____ Supplied records

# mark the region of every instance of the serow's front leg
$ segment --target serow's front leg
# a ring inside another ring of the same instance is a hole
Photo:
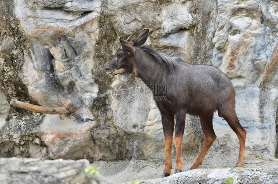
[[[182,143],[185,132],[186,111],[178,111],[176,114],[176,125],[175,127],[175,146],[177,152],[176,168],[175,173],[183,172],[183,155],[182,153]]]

________
____ Supplied records

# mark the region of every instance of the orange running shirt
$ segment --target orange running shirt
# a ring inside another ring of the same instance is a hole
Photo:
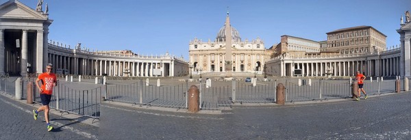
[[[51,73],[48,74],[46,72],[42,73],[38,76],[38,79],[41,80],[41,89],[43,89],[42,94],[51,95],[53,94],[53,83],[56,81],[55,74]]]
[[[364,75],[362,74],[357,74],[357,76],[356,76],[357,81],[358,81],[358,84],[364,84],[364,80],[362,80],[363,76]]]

________
____ Supplied records

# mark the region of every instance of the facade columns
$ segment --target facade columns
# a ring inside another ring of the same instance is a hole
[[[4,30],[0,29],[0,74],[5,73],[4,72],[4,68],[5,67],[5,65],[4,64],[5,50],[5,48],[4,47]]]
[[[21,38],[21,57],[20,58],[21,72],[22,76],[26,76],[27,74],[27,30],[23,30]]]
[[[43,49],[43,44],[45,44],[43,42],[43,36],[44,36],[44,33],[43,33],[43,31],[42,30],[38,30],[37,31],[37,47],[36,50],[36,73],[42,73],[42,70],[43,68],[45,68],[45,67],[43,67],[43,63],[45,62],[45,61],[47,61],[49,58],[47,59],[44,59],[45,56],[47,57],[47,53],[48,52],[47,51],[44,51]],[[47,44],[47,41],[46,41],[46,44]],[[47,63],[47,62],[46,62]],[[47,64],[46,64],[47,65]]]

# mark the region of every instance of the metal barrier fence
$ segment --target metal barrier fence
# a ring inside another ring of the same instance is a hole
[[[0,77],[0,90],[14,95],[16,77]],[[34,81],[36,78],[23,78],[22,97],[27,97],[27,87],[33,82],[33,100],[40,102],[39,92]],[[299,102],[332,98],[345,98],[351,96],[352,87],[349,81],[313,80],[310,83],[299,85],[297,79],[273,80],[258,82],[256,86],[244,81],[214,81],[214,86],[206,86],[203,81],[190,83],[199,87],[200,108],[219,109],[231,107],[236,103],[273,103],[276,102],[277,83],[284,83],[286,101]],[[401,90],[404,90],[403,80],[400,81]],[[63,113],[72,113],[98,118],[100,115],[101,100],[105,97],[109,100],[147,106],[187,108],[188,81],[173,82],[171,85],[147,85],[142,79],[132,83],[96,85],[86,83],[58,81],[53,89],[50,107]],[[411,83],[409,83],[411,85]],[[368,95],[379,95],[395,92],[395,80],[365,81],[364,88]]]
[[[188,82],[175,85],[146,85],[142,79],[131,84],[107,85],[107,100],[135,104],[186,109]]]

________

List every line in the records that contains the word "fence". Case counts.

# mark the region of every instance of the metal barrier fence
$ segment --target metal barrier fence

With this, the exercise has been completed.